* [Task list]:
1. Decide whether each statement agrees with the foreclosure text. Answer yes or no and quote the words of the text that decide it.
(a) Four major banks stopped foreclosure actions in 23 states.
(b) The coalition against the banks' procedures was made up of 50 attorneys general.
(c) The foreclosure settlement amounted to 40 bio USD.
2. List every bank that the foreclosure text names as having halted foreclosure actions.
3. Answer these questions from the foreclosure text.
(a) About how many foreclosure documents did one bank employee sign off in less than a month?
(b) How many Maiden Lane vehicles does the text say came to life?
(c) What amount of mortgage assets went into Maiden Lane 1?

* [Exercise text]:

- - - -

This week we were surprised by two stories on the US housing market and more specifically on one of its less appealing features : home foreclosures. A first story line focused on the amount of legal mistakes made by banks during foreclosure processing. This became known as the robo-signing scandal, or the practice of a bank employee signing thousands of documents without verifying the information thoroughly. Some reports last year revealed that 1 bank employee managed to perform the Herculaneum task of signing off almost 10,000 foreclosure documents in less than 1 month time !! When this news leaked, 4 major banks – JPM, BofA, Ally Financial and Wells Fargo – called a halt to foreclosure actions in 23 states. Then came a coalition of 40 attorneys general plan, a sort of class action against the banks’ procedures. Last Thursday, we had the historic foreclosure settlement of 25 bio USD which potentially can grow to 40 bio USD. First press reactions are in the trend of “too little to late”. For a more extensive review, I would like to refer to
But there was another story which received less attention and it nevertheless deserves some scrutinizing. It involves Joe-Six-Pack’s tax payers money and the core of democracy : The FED’s secret deals with some specific Wall Street firms on re-selling mortgage backed securities which it received after several bail-out operations. It involves the unwinding of the Maiden Lane vehicles on the FED balance sheet. These 3 vehicles came to life as follows :
Maiden Lane 1 : 30 bio USD of mortgage assets JPM found too risky to hold when they took over Bear Sterns.

- - - -

(Items from a dataset)
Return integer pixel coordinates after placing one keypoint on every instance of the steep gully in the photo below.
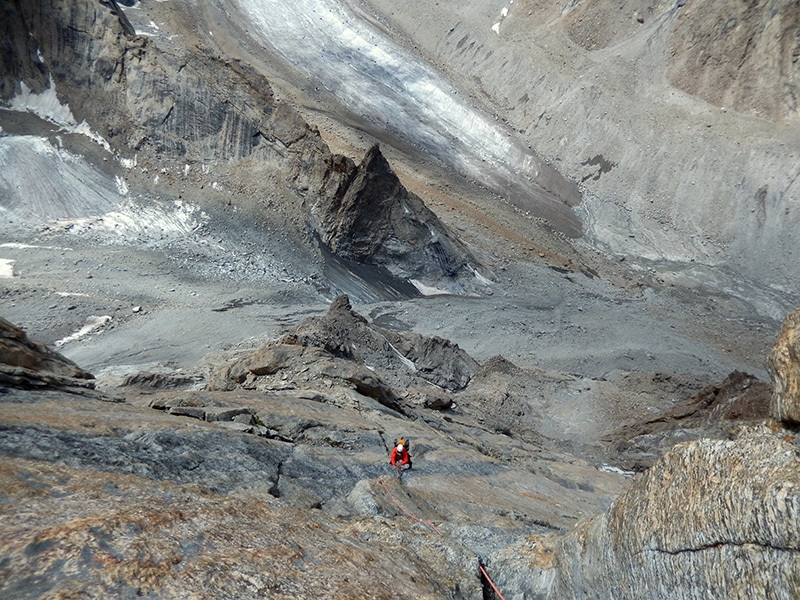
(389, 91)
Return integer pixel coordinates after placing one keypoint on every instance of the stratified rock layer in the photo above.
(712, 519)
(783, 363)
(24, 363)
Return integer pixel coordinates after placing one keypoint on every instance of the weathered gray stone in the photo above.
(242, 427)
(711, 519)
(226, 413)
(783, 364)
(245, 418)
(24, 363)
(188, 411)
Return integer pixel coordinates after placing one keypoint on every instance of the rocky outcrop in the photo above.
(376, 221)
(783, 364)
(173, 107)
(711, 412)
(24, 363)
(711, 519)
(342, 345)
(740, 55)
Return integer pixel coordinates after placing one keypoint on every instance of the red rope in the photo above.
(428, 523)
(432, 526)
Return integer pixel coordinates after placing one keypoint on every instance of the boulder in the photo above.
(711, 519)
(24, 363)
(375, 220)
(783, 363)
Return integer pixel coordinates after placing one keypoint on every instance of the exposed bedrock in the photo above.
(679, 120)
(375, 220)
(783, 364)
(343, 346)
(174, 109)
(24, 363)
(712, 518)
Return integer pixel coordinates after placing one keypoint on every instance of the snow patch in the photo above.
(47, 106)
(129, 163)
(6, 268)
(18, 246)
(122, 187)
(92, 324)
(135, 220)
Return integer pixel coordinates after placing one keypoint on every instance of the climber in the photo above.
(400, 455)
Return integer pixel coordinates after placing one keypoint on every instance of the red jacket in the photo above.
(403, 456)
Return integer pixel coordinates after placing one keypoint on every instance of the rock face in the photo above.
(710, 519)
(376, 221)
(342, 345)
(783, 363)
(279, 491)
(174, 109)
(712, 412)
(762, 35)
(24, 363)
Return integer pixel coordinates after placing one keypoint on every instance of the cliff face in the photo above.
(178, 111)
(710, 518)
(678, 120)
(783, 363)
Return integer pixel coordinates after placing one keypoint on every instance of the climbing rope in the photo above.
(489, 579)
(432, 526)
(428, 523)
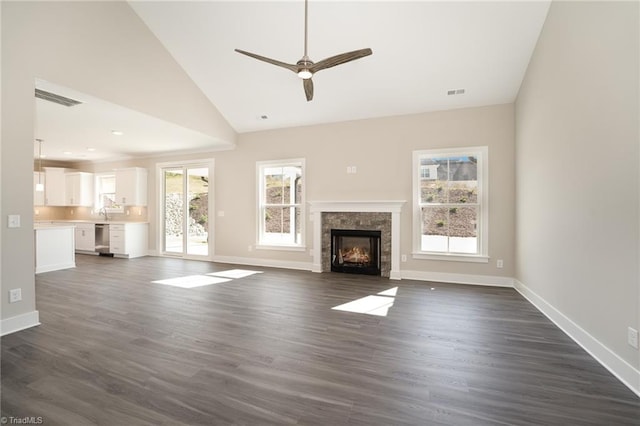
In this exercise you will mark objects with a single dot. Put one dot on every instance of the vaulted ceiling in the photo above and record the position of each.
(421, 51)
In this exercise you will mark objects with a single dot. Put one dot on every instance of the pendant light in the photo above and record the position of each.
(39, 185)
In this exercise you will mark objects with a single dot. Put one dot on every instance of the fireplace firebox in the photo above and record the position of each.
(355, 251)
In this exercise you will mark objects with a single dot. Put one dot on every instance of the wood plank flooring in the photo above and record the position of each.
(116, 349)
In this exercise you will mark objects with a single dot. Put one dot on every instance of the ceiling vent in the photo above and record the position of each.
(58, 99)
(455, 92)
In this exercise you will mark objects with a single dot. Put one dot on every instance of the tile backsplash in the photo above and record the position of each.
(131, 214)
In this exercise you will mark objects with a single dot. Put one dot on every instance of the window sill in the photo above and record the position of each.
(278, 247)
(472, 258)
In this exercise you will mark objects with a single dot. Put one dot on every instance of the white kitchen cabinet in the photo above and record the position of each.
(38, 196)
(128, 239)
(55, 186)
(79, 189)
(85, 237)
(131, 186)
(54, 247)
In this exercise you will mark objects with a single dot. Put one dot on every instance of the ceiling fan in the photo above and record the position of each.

- - - -

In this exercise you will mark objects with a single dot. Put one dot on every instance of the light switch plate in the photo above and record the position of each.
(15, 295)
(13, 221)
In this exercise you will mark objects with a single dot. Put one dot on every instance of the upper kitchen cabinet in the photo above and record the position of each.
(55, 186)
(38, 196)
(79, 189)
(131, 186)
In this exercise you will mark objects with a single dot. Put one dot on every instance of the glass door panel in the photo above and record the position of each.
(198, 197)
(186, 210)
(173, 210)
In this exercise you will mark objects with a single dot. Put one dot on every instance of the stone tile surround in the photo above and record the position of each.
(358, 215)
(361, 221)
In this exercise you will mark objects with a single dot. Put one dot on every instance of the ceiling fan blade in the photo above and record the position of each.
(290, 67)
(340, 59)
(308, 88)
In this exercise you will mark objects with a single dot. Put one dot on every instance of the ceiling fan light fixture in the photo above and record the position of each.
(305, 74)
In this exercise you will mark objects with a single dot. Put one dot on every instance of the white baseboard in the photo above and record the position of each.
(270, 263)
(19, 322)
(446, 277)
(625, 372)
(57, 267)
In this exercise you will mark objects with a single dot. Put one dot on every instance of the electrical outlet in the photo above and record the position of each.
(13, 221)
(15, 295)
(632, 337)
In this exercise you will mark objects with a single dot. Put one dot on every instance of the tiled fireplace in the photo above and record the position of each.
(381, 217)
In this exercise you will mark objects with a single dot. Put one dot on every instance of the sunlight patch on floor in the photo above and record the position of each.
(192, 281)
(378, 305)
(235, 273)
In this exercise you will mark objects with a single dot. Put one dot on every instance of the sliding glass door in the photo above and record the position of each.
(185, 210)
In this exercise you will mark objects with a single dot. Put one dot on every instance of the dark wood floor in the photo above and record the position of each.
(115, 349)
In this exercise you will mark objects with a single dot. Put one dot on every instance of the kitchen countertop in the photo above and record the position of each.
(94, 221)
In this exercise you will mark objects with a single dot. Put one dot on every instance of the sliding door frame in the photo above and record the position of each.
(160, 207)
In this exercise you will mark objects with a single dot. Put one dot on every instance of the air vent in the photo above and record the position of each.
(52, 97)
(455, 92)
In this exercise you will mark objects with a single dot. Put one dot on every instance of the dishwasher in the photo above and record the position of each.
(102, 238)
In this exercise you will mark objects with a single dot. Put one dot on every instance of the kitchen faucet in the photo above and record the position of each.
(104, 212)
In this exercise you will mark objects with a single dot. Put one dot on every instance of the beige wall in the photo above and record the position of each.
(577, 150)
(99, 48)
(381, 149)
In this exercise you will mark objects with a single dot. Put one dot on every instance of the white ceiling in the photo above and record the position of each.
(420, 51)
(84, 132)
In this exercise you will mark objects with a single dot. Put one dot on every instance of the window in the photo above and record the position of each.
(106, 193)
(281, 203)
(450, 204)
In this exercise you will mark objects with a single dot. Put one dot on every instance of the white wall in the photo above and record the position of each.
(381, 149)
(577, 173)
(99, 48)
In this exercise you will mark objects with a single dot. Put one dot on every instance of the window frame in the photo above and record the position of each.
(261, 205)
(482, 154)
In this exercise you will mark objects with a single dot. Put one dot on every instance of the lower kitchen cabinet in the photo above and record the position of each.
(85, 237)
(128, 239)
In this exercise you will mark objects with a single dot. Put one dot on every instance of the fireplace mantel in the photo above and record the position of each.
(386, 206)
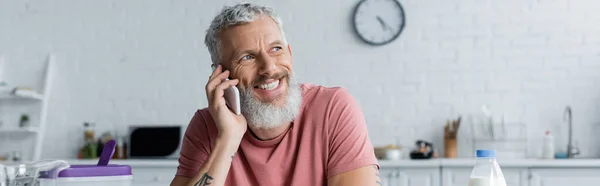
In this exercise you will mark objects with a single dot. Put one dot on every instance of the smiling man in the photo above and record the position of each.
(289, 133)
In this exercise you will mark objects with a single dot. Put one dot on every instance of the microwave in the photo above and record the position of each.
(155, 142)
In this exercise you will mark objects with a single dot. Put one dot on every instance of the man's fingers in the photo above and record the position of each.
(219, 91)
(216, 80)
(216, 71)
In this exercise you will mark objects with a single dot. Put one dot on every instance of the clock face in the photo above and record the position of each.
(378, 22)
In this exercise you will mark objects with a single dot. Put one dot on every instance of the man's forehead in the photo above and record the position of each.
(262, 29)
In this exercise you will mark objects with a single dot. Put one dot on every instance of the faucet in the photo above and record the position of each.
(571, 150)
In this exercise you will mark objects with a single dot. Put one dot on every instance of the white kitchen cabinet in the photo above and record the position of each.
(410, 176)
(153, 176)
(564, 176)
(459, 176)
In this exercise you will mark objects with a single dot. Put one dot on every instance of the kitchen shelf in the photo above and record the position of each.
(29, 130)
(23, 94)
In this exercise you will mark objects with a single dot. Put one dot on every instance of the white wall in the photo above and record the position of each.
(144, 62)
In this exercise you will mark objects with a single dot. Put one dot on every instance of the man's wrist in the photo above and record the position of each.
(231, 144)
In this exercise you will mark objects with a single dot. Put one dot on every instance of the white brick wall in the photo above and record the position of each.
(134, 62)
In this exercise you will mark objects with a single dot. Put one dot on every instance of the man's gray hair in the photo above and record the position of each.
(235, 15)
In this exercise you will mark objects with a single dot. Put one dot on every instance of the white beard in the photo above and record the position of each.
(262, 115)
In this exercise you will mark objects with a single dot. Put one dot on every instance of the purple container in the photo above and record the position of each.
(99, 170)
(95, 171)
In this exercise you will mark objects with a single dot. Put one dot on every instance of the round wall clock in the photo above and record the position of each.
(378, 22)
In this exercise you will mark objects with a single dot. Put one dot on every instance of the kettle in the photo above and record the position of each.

- - - -

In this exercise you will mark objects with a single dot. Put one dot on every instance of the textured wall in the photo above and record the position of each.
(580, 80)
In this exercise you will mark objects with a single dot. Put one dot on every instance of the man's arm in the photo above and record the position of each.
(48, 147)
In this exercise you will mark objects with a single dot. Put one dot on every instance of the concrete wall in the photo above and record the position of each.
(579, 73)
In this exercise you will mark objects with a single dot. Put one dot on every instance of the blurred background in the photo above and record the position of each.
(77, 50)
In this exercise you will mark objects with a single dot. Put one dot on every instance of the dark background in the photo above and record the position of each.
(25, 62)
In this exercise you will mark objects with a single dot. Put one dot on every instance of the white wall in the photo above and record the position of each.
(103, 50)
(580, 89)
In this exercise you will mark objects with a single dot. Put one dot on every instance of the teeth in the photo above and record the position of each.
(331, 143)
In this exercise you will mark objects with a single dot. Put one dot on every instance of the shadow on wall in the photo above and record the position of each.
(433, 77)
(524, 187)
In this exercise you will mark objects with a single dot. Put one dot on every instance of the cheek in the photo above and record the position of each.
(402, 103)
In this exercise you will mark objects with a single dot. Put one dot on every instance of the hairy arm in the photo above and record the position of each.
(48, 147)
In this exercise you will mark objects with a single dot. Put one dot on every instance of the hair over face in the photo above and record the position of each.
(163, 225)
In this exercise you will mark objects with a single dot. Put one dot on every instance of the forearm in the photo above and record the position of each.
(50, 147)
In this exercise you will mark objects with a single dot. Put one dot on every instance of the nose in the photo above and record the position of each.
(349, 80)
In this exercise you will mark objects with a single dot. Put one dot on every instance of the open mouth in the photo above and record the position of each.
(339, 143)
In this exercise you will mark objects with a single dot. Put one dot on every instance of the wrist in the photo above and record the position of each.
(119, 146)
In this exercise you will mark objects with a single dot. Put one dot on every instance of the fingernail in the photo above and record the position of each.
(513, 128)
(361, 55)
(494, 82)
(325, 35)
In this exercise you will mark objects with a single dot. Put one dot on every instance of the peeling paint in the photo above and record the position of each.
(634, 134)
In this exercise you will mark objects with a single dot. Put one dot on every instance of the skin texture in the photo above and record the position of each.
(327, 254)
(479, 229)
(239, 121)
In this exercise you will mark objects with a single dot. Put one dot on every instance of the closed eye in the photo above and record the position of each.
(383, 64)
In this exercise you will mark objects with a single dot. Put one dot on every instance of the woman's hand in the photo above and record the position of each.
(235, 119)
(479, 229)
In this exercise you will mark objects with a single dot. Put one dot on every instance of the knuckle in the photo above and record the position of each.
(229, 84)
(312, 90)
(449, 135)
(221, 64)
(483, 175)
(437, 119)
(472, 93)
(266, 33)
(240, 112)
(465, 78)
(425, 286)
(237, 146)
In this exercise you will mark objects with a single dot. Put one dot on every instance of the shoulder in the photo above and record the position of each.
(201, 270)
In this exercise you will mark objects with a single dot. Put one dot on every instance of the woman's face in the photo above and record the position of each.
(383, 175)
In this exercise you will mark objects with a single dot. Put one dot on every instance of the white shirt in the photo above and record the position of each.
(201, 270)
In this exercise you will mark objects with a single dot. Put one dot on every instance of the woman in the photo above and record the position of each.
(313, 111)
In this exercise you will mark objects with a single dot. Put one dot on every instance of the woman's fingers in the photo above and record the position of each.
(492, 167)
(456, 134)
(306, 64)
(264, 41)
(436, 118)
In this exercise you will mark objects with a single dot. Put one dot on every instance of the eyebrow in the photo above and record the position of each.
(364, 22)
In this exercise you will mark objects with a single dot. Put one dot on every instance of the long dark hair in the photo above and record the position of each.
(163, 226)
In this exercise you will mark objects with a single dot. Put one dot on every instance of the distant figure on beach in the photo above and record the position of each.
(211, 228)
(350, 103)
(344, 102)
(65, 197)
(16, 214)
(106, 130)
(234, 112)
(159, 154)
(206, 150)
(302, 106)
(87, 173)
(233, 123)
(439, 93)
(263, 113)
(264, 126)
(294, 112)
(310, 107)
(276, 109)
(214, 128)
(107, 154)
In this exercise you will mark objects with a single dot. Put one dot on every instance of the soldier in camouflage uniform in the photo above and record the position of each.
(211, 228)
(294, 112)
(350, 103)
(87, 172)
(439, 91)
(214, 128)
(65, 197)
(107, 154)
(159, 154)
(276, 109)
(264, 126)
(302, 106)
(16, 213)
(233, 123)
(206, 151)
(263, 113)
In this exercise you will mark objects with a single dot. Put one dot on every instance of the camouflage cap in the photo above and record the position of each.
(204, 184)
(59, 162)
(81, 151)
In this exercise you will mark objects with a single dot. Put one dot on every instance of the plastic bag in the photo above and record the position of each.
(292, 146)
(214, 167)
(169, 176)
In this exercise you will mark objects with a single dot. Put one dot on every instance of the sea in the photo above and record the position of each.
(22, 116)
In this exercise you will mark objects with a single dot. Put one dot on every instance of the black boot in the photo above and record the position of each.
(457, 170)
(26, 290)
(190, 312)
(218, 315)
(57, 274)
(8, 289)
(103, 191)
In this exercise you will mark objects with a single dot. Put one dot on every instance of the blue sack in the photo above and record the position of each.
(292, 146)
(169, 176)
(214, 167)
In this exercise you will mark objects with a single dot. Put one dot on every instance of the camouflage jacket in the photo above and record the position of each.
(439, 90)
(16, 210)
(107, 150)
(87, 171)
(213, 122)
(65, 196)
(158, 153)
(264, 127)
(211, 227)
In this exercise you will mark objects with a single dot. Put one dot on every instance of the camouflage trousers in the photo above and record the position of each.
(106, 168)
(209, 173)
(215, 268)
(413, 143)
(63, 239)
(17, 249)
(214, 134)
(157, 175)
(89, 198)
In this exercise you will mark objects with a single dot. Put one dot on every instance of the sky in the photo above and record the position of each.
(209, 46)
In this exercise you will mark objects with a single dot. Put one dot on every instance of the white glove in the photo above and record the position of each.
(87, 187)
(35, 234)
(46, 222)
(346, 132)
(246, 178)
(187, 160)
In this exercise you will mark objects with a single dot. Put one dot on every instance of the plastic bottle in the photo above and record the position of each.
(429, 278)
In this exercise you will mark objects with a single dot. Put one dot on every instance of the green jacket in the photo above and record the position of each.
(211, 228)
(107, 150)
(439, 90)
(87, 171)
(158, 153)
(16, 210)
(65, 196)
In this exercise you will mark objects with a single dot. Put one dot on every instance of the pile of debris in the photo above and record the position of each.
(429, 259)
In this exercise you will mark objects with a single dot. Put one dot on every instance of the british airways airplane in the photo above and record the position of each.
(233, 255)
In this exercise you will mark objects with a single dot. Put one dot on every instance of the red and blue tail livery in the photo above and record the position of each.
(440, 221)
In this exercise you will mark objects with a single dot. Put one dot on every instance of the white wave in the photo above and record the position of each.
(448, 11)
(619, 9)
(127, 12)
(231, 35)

- - - -

* [Task-by-task results]:
1.
(a) Yes: "4 major banks – JPM, BofA, Ally Financial and Wells Fargo – called a halt to foreclosure actions in 23 states"
(b) No: "a coalition of 40 attorneys general plan"
(c) No: "the historic foreclosure settlement of 25 bio USD which potentially can grow to 40 bio USD"

2. JPM, BofA, Ally Financial, Wells Fargo

3.
(a) Almost 10,000
(b) 3
(c) 30 bio USD